- Set exercise:
Pick out every line in the items below that contains the string "cyclist" and copy each one.
>> Start Dataset records
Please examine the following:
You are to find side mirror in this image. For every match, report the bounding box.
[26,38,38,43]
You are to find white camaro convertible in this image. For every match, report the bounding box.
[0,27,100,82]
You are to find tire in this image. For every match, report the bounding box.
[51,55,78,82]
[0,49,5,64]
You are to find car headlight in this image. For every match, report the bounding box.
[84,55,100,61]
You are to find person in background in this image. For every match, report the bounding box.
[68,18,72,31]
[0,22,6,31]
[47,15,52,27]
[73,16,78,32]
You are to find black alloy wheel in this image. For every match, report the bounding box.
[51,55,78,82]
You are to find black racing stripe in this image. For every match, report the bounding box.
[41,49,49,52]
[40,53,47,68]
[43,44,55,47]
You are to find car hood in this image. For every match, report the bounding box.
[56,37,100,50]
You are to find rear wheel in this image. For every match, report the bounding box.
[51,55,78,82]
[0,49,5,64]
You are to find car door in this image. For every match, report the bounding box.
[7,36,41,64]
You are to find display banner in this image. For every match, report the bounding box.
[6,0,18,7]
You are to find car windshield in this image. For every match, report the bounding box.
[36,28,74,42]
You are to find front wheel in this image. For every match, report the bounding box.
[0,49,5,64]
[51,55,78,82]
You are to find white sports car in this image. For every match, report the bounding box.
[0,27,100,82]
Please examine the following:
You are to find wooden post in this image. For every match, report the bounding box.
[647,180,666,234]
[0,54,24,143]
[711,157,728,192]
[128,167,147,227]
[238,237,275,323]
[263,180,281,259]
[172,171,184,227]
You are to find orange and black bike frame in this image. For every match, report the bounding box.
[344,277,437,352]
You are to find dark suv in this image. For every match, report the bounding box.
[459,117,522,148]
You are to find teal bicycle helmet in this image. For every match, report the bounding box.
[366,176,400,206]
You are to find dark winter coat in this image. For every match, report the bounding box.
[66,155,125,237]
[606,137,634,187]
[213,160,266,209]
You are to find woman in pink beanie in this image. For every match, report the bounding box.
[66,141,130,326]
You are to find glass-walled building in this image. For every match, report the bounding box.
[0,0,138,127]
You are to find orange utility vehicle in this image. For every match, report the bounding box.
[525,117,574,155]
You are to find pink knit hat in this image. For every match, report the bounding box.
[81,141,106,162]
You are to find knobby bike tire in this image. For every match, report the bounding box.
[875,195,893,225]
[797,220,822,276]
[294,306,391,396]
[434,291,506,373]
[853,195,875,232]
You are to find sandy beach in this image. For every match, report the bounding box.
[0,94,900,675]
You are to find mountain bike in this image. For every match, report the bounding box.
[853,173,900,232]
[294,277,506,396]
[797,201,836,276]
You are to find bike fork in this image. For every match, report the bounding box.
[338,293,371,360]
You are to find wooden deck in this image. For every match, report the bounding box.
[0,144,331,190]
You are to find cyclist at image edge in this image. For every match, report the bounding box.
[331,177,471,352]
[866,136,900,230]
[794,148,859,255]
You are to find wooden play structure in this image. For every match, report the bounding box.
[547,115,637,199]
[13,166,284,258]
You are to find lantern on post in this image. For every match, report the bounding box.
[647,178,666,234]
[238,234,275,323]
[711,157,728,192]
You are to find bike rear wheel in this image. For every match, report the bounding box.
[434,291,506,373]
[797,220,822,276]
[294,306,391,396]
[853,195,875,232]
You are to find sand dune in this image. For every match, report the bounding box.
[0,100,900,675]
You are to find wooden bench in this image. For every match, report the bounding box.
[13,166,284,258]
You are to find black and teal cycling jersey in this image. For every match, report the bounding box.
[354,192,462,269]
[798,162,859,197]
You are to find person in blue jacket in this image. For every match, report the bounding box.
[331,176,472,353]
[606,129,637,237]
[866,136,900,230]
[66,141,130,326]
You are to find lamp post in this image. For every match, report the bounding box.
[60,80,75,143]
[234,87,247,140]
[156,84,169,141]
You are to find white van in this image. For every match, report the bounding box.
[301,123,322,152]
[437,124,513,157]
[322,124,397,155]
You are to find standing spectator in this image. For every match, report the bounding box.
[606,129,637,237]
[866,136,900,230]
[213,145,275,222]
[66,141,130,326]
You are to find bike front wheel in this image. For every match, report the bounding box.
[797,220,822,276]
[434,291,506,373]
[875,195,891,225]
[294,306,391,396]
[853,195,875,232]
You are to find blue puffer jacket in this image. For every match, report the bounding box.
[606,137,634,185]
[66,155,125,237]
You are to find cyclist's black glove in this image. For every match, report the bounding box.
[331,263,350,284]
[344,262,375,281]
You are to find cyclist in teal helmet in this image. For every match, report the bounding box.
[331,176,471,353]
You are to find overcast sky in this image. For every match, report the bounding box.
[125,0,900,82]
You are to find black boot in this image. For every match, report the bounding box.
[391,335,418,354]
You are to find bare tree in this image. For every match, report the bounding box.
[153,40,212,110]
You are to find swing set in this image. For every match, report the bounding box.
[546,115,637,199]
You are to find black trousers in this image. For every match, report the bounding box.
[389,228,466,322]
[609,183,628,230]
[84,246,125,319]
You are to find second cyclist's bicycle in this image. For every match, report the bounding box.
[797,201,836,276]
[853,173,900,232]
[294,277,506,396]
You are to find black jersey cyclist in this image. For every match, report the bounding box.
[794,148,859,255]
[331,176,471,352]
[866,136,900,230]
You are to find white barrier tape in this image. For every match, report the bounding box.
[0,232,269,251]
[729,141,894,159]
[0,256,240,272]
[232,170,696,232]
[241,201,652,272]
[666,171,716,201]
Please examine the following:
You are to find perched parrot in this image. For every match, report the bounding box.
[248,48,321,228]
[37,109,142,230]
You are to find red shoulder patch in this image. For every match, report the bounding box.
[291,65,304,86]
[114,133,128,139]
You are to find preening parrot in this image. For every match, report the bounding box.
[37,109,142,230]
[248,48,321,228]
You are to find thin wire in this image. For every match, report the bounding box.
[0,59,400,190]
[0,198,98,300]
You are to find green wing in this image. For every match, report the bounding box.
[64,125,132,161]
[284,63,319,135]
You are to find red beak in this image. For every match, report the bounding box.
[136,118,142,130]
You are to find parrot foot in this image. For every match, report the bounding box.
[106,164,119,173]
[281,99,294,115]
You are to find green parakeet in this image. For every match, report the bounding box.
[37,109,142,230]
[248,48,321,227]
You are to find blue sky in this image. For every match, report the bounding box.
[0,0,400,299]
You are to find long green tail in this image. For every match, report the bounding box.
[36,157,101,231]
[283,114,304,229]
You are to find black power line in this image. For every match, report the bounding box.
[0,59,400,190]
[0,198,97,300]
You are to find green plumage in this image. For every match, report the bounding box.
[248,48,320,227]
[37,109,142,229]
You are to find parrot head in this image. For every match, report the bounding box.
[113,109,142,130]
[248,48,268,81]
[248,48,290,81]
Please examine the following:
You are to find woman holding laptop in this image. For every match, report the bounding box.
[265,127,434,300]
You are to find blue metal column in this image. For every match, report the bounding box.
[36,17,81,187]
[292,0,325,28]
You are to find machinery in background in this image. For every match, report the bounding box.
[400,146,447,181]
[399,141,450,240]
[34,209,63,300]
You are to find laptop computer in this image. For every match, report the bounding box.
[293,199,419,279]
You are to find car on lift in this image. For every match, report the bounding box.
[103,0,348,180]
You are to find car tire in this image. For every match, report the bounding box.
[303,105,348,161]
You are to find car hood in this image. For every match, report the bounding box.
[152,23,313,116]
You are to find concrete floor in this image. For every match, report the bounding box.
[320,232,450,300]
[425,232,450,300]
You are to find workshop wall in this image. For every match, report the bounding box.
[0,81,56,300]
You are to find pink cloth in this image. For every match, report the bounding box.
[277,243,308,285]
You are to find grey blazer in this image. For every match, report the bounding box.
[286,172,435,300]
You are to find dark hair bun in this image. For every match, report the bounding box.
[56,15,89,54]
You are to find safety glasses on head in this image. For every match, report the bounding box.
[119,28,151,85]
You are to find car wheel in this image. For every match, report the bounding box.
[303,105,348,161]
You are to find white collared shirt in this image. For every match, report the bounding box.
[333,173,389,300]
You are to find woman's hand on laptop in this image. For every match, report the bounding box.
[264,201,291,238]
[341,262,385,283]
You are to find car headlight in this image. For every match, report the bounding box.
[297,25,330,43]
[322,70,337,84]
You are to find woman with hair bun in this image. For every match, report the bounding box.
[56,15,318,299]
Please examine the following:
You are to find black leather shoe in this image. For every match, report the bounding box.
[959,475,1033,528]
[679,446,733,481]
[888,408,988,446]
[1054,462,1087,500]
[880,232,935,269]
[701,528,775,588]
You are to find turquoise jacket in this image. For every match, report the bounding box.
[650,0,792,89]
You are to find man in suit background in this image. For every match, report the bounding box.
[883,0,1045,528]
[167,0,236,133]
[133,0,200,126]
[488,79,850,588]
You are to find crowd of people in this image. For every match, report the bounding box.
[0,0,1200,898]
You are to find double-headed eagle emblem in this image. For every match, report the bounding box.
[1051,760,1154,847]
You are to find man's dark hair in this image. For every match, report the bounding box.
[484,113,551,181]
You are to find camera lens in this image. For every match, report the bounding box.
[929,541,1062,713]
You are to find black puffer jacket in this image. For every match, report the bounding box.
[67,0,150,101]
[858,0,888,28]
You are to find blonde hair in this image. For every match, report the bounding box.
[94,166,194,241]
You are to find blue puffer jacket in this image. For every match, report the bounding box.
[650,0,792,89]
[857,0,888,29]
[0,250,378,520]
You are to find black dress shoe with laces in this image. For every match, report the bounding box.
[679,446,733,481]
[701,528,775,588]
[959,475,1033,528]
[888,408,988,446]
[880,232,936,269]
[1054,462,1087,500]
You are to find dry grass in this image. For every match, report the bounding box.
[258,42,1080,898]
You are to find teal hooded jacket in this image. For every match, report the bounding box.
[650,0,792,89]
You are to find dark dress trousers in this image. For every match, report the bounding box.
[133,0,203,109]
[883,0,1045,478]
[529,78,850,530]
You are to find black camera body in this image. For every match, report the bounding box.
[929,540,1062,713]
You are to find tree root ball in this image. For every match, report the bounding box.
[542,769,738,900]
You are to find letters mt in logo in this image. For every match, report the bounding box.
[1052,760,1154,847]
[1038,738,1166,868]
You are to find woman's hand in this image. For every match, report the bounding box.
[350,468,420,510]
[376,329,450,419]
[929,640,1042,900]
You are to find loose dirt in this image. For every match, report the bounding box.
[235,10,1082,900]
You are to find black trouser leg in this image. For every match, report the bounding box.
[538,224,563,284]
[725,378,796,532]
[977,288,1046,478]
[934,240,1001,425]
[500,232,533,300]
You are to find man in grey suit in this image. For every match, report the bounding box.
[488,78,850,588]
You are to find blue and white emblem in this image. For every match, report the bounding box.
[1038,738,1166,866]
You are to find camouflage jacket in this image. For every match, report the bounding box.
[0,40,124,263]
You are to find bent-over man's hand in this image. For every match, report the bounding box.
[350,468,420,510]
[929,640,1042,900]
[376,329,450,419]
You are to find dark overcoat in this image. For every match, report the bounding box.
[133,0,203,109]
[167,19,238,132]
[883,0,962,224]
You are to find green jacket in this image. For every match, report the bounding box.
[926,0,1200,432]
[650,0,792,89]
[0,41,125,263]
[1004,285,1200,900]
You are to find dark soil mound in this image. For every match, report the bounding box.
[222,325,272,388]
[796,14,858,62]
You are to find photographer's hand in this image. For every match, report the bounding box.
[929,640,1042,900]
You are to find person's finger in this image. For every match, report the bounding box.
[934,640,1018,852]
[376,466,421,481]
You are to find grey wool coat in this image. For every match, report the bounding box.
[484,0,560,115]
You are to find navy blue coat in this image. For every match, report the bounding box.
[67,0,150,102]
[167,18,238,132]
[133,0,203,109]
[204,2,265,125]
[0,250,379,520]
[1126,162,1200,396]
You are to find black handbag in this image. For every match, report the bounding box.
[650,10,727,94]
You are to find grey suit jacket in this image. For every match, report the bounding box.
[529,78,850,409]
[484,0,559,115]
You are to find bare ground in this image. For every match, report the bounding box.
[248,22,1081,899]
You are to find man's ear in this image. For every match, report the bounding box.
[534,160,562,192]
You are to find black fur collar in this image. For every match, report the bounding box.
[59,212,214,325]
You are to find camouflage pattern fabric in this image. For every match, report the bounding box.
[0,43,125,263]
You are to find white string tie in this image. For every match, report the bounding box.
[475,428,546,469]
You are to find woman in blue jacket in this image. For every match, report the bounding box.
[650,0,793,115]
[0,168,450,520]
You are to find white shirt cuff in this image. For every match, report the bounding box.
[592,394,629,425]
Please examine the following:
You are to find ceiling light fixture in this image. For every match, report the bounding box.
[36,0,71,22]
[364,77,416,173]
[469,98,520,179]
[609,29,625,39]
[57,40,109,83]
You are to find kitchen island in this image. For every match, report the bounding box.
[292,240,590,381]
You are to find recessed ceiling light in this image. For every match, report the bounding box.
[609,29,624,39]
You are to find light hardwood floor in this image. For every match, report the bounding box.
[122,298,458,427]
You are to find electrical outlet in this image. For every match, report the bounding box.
>> End Dataset records
- Solution to the exercise:
You are to find cyclist at image edge in this image. For every match, report the bounding box.
You are to find cyclist's black glove in this image. For every match, report the bounding box.
You are to find cyclist in teal helmet in this image. For every match, report the bounding box.
You are to find second cyclist's bicycle in this image. For every match, report the bounding box.
You are to find black jersey cyclist in this image. For every match, report the bounding box.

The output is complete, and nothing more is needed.